■ **INPUT FOR THIS TASK**

+++++

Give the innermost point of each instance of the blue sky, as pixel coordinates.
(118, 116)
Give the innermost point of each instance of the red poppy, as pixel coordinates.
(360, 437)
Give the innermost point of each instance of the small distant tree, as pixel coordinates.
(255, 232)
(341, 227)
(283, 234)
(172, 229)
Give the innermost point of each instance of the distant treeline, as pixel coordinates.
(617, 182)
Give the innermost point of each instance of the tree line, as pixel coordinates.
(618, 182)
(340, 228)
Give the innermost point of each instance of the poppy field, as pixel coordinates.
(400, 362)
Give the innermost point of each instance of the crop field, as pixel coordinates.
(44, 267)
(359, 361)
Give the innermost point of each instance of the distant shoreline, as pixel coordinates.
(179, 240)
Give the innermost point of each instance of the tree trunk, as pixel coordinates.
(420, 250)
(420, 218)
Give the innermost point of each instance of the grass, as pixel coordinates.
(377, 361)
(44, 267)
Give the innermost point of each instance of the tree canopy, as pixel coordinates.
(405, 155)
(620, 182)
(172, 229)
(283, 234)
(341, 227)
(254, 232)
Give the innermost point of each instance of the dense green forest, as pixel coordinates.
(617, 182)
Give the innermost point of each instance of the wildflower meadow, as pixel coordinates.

+++++

■ **AIM**
Starting at the line that has "canopy, as pixel coordinates." and continuing through the end of the material, write those lines out again with "wildflower meadow" swapped for "flower meadow" and nothing else changed. Give only those lines.

■ **WRITTEN ANSWER**
Give the innermost point of each instance of the tree canopy, as pixel coordinates.
(405, 155)
(620, 182)
(172, 229)
(283, 234)
(341, 227)
(254, 232)
Give the innermost point of each instance of the dense green forest, as pixel coordinates.
(617, 182)
Give the innermost point of each instance of the flower meadow, as pixel coordinates.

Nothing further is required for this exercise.